* [EXCERPTED RECORDS]:
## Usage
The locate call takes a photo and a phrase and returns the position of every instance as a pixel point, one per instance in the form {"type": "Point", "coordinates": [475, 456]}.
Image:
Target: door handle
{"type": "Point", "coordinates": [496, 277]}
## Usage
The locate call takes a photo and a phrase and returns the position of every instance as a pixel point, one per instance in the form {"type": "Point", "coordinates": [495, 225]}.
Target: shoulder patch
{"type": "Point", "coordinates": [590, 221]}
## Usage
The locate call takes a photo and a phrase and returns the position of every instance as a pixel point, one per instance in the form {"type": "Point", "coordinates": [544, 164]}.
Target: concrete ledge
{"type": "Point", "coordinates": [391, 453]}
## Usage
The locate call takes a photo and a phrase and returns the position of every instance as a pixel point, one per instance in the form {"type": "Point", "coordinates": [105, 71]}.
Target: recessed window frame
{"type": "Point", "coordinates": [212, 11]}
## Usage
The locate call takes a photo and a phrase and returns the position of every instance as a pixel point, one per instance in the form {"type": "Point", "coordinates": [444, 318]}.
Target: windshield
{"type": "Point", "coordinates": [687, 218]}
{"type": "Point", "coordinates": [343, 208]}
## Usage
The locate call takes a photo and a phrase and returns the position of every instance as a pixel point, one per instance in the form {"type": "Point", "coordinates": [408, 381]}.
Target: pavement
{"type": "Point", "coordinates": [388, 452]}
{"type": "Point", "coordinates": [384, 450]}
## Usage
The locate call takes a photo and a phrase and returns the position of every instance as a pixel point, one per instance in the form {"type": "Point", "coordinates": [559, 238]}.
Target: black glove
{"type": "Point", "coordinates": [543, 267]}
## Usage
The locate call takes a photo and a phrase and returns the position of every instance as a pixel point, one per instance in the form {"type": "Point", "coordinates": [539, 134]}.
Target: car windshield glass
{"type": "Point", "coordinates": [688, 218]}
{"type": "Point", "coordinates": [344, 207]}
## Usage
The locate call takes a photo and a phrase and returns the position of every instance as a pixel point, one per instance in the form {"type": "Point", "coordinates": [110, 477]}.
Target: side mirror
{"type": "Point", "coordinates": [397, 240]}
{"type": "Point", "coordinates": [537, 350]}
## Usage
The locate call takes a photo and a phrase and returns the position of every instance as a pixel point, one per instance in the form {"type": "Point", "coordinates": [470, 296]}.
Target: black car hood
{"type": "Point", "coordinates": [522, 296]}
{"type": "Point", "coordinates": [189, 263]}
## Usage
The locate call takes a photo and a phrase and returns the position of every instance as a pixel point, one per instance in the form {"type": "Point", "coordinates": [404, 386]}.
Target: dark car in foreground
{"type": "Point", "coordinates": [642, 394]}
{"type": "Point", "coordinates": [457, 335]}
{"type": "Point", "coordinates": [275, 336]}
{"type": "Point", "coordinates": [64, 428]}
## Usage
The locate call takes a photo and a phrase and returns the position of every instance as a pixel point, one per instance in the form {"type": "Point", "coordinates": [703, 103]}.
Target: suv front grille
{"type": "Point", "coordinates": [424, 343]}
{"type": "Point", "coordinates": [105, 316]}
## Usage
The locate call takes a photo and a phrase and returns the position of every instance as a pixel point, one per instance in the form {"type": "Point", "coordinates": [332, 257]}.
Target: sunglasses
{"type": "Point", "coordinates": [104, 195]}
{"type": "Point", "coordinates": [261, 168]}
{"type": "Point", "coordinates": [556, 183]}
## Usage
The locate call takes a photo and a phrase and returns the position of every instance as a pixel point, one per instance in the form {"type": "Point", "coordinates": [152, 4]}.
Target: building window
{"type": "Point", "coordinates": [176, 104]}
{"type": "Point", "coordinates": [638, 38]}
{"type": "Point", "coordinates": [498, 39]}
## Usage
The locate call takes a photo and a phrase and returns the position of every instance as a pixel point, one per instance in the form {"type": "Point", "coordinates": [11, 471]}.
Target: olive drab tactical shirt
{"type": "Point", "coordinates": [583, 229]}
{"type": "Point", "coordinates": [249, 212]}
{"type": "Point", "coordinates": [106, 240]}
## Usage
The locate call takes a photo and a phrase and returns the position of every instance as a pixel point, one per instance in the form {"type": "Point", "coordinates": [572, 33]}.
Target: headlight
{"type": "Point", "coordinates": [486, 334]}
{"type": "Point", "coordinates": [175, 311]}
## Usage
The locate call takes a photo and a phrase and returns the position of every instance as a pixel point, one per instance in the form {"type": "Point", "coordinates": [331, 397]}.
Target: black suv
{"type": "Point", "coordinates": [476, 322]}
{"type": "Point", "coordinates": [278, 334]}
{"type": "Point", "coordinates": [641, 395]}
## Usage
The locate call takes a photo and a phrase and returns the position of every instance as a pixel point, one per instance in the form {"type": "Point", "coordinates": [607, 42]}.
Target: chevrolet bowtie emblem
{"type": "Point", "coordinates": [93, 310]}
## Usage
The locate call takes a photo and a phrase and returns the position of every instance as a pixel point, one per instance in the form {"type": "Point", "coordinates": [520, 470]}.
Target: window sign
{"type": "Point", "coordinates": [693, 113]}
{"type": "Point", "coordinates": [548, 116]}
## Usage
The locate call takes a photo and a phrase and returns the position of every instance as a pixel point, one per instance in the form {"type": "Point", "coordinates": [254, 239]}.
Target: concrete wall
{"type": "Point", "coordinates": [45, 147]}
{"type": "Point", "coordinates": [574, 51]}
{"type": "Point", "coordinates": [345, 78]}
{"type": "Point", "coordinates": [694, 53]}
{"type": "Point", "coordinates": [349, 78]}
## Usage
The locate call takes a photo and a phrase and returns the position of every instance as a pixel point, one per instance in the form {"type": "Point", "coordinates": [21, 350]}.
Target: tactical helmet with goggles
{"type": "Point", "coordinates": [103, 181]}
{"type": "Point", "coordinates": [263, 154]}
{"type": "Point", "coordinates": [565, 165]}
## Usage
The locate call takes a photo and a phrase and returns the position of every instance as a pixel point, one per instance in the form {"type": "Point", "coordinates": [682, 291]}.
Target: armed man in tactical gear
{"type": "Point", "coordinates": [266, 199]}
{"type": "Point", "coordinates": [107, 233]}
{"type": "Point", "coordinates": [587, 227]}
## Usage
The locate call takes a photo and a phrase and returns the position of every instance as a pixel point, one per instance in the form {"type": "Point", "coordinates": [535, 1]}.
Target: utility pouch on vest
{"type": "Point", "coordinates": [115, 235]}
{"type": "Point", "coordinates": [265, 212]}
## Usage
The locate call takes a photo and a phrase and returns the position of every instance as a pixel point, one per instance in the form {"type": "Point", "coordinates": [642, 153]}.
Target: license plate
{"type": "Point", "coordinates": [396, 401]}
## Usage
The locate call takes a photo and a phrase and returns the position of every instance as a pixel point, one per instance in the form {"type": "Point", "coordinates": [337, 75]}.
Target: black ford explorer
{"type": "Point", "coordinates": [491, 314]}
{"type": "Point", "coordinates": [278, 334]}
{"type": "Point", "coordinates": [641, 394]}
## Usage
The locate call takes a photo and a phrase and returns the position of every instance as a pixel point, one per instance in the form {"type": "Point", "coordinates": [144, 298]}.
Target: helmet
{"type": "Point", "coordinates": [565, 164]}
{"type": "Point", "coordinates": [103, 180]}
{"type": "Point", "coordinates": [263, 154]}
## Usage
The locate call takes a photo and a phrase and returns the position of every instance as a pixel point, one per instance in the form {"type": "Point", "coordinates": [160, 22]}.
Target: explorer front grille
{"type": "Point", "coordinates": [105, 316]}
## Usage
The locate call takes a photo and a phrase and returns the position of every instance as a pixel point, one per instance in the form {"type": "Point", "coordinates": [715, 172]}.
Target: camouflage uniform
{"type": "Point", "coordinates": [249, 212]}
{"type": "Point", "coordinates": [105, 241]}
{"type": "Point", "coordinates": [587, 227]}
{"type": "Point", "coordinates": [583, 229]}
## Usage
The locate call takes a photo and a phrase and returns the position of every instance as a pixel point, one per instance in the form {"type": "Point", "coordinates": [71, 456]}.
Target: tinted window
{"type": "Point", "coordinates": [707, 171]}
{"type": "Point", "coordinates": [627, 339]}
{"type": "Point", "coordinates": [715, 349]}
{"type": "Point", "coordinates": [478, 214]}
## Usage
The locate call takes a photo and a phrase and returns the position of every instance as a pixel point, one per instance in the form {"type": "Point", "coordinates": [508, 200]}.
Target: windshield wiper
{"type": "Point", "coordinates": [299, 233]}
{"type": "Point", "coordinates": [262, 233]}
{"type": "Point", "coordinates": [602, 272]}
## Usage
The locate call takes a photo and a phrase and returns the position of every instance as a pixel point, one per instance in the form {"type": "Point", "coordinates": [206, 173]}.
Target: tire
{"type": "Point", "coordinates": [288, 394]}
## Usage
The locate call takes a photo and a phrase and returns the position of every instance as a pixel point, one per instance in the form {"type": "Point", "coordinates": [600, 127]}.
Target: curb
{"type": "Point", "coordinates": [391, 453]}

* [AIM OF THE EXERCISE]: Reproduce, exactly and in full, the lines from the one that contains "Target: tire" to the end of the material.

* [COMPLETED EXERCISE]:
Target: tire
{"type": "Point", "coordinates": [288, 394]}
## Usage
The locate call takes a photo and a phrase and returns the position of every instance as a pixel point, one per instance in the form {"type": "Point", "coordinates": [600, 127]}.
Target: curb
{"type": "Point", "coordinates": [391, 453]}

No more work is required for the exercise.